• PASSAGE SHOWN:

>>>>>

I note that you didn't contest any of the metrics I mentioned other than divorce. Religion does not serve its members well at all. Look at the United Nations Human Development reports to compare national measures of health, happiness, and well-being. The more religion a country has, the less well-off are its citizens. In the entirely theocratic countries like Iran and Saudi Arabia - following the deity of the old testament, just like the numerous Christianities - the human rights abuses are straightforward to assess. When we compare the US, a less formally theocratic country, but still highly religious, to countries where persons practice little or no religion, we see that religion offers no benefit.

Comparing the US to Japan, Canada, Sweden, Denmark and Great Britain, we see that the US, despite all of its god bothering, fares very poorly in measures of personal health, personal happiness, longevity, violent crime rate, among many others. On a per capita basis those other societies are also more generous. The US has its religion, but it gets no benefit from it. It does not make people healthier, happier, more moral or caring or generous.

Until you and your god have some benefit to show, some real benefit, verifiably resulting from your particular Christianity's brand of deity, you should stop hawking your religious wares. All your bellowing carrys no weigh with those of us who see it for what it is.

In today's world where we can't know everyone we interact with, it is imperative that we garner a reasonable sense of the world by using data from groups like those who put together the Human Development Report. This data is compiled and analyzed to be as reliable as they can make it. Contrasting that with religion, you and others have repeatedly noted how other Christianities are wrong. You know you can't trust them, just like I know I can't trust them or any other religion.

Chuck said...

Russ,

Once again. Well said.

Chuck said...

danielg,

Here you go . . .

"Why are people so skeptical today of the idea that history is an objective reality?

I think that some people are skeptical about this because of the popularity of relativistic views of truth. Post-modernism denies the existence of objective truth. Post-modernists believe that the past is merely the construction of the present. They believe that since the events of the past are gone, they are lost—they’re no longer accessible. Therefore history is what we make it. And, moreover, since they claim that no historian is a neutral observer, but is inevitably caught up in the historical process, he cannot reconstruct the past objectively as it really was. This has led some thinkers to a relativistic view of history according to which, as one person put it, “History is a series of lies that everyone has decided to agree upon.”

This where Craig loses me big time. To make his case he must take the moral inventory of others and then box them in to create the assumption of honest scholarship.

The historicity of the gospel accounts are skeptical because there is little to no extant documentation that matches their extra-ordinary claims.

A post-modern approach to definitive texts allows for healthy doubt. It is not a bad thing and by implication Craig tries to make it such and creates a halo of authenticity around the gospel as history.

This kind of reasoning seems like arrogant, reactive and defensive wishful thinking. It operates from a pre-supposed premise and not from a position of letting the facts take one where they may.

edson said...

Daniel,

I am going to differ with you only on the issue of fundamentalist Christians. You also seem to have a negative view about them, but I realize that probably you and I have totally a different understanding of Fundamentalist Christianity.

<<<<<

• WHAT NEEDS TO BE DONE:
Continue the comment thread on religion above, starting after its last sentence.

• ENTRIES SUPPLIED:
>>>>>

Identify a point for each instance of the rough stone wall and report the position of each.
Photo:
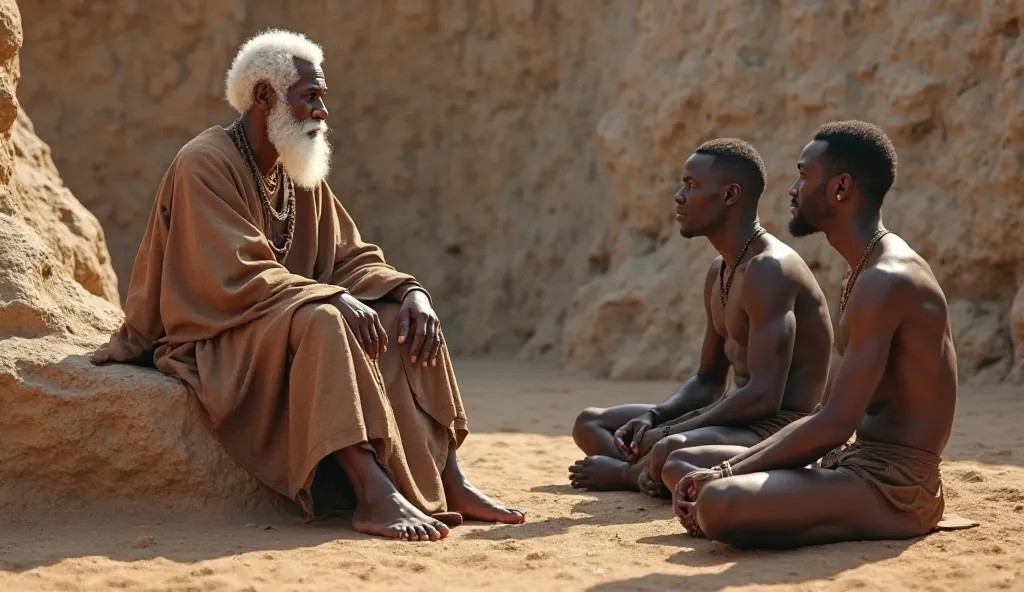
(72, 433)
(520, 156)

<<<<<
>>>>>

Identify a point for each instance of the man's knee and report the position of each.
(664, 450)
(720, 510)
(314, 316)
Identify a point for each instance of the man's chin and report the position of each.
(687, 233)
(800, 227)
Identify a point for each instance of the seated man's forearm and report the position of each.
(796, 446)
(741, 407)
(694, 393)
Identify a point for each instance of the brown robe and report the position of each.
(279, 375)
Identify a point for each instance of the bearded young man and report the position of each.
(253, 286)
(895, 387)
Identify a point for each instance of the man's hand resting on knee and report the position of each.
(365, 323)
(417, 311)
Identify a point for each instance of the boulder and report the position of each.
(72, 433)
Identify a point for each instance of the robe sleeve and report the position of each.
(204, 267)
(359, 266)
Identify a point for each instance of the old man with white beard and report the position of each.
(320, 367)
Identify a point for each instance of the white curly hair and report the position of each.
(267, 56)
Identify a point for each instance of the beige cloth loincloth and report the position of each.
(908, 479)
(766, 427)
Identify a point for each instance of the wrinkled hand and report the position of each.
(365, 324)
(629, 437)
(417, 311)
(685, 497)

<<<<<

• RESPONSE:
Dictionary.com defines a fundamentalist Christianity as:

A movement in American Protestantism that arose in the early part of the 20th century in reaction to modernism and that stresses the infallibility of the Bible not only in matters of faith and morals but also as a literal historical record, holding as essential to Christian faith belief in such doctrines as the creation of the world, the virgin birth, physical resurrection, atonement by the sacrificial death of Christ, and the Second Coming.

It goes further as to define Fundamentalism as a state of strict adherence to any set of basic ideas or principles. Apparently, you have got some misnomer interpretation of fundamentalist Christians when in reality you are referring to those pseudo-prophetic, pseudo-apostolic, rapture hyper-conscious, Armageddon sensitive cults whose beliefs are nothing but total discrepancies to real biblical doctrines. These are not fundamentalist Christians. They are simply cultic Christians. In Africa there are so many cults of this nature and some mainline Christianity in some African countries are beginning to educate their members of this danger.

This also applies to those abortion doctors killers. No fundamentalist Christian in a literal sense of the word will be inspired by his beliefs to kill a person. And if atheists disagree with me on this one, I will bring them a lot of examples showing some cultic atheists on rampage killing other people. Virginia Tech massacre is an example of this. Communism is a state sponsored Atheism. Will they ever admit that Atheism inspired these people or states to commit atrocities?

edson said...

Russ,

“Contrasting that with religion, you and others have repeatedly noted how other Christianities are wrong. You know you can't trust them, just like I know I can't trust them or any other religion.”

No one say other Christianities are wrong. That is your desperate attempt at showing how Christians are utterly divided and therefore Christianity is not reliable thus not true. Sorry, that won’t work. Certain Christianity will only be wrong when its general beliefs are not backed by a bible, period. I easily notice a Cultic church that way. Christianity is principled and one of its main principles is to read the bible. In reading the bible one will know false teachers, coward pastors, stupid doctrines, barbaric practices and fake traditions.

Here we’re not trying to persuade you to trust Christianity or any other religion. Whatever you decide is your prerogative. Only we’re concerned at showing flaws in your line of thinking, the same thing you are doing to us.

edson said...

Russ,

“Comparing the US to Japan, Canada, Sweden, Denmark and Great Britain, we see that the US, despite all of its god bothering, fares very poorly in measures of personal health, personal happiness, longevity, violent crime rate, among many others.”

Why are you so much obsessed by these things? Japan is a predominantly Buddhist country and therefore not a good example of irreligiosity. Canada, Australia/New Zealand and the other European countries are less Christian (please note that this does not amount to being Atheistic). Please give an example of typical Atheistic countries, there are so many of them don’t pretend you don’t know them!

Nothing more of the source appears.